Passage cité:
↓↓↓

TL;DR
- Pensez à l’Homme d’Or (l’humain pré-Ève de l’EToC) comme à un système de contrôle de haut niveau : des boucles perception–action qui régulent le corps, le groupe et l’environnement, mais sans un « je » réflexif et narrateur.
- Les théories modernes de la conscience animale, du traitement prédictif, de la cognition basale et des esprits bicaméraux convergent vers cette image : une expérience sans intériorité réflexive.
- L’Homme d’Or partageait beaucoup avec les autres vertébrés : un modèle du monde unifié, de l’affect, de l’apprentissage, peut-être un « ce-que-ça-fait », mais aucune capacité à traiter son propre esprit comme un objet.
- Le passage à Ève—le narrateur auto-réflexif, rongé par la culpabilité, voyageant dans le temps—est une transition de phase : le contrôleur commence à se modéliser lui-même, et le système acquiert une histoire à la première personne.
- Comprendre l’Homme d’Or n’est pas de l’érudition antiquaire. Cela vous dit ce que votre système nerveux fait encore sous la voix dans votre tête, et à quel point nous restons proches de notre dernier ancêtre animal.
Articles compagnons : Pour savoir comment le langage crée la transition de l’Homme d’Or à Ève, voir “The Snake and the Syntax Tree”. Pour des preuves scientifiques à l’appui de l’EToC, voir “Ten Papers that Push EToC Toward Science”.
« Le concept clé était celui de rétroaction… Les effets des actions sont renvoyés pour guider l’action future. »

↑↑↑

Exercice écrit 1: Recopiez à l'identique tout ce qui va de la ligne des enregistrements contenant « the forehead => » jusqu'à la dernière ligne des enregistrements, bornes comprises, en omettant les images.
Les enregistrements qui viennent ensuite n'ont aucun rapport avec le passage cité.

Données fournies:
↓↓↓

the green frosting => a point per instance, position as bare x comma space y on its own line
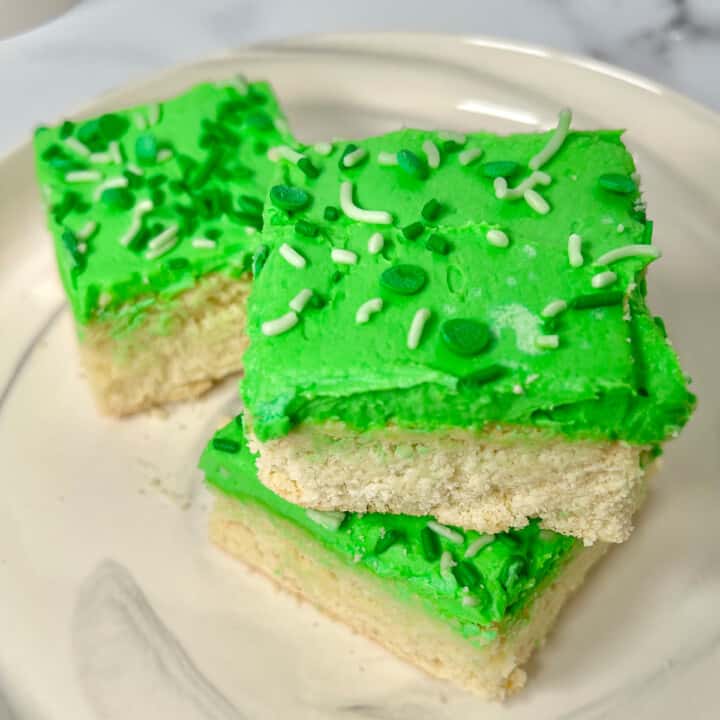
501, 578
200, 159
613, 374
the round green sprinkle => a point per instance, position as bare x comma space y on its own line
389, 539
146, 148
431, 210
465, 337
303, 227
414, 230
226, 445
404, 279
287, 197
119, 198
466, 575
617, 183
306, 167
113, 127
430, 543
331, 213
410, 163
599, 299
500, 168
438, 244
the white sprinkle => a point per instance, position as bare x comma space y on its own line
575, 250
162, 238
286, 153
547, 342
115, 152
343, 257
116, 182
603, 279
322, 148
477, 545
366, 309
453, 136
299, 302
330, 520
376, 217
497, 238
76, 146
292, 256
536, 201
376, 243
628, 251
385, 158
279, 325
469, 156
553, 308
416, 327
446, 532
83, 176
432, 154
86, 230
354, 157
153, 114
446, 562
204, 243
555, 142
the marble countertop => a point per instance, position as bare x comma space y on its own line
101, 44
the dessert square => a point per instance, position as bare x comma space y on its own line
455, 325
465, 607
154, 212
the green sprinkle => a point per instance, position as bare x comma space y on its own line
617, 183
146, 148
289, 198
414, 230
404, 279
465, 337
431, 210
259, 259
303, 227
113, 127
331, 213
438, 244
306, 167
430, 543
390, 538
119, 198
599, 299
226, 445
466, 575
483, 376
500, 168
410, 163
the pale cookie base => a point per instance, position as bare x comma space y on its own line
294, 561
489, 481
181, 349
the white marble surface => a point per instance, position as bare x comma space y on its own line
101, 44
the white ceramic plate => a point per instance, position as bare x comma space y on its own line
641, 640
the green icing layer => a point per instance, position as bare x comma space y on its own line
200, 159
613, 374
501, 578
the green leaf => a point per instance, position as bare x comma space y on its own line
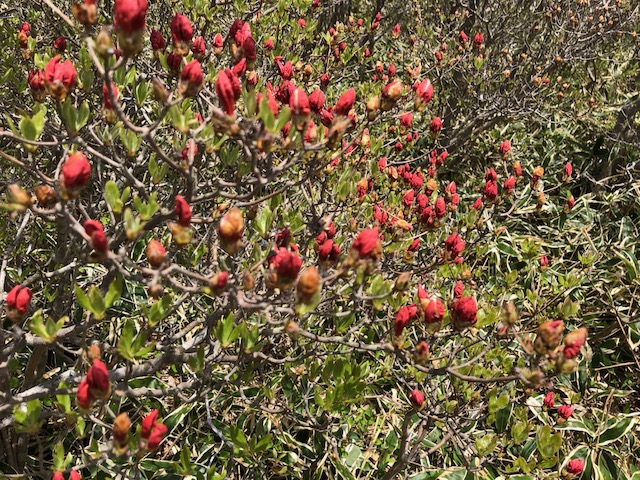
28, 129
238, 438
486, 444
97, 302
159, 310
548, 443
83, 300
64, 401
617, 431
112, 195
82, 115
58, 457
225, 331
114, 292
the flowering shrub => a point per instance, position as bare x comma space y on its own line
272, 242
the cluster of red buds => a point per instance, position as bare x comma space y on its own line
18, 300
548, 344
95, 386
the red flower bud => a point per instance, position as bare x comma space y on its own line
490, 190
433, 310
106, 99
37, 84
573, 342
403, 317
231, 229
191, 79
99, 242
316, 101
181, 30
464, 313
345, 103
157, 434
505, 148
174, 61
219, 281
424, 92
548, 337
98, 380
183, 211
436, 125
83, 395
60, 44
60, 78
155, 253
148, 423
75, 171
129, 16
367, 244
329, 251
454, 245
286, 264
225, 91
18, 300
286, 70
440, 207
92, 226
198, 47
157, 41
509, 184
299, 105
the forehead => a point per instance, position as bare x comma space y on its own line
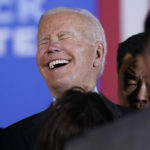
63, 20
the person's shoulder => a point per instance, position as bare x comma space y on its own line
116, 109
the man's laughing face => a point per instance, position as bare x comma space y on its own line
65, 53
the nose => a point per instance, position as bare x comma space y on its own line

↑↑↑

Exercice écrit 2: D'après le passage cité, à quel type de système faut-il comparer l'Homme d'Or ?

Réponse écrite 1:
the forehead => a point per instance, position as bare x comma space y on its own line
63, 20
the person's shoulder => a point per instance, position as bare x comma space y on its own line
116, 109
the man's laughing face => a point per instance, position as bare x comma space y on its own line
65, 53
the nose => a point per instance, position as bare x comma space y on its own line

Réponse écrite 2: À un système de contrôle de haut niveau.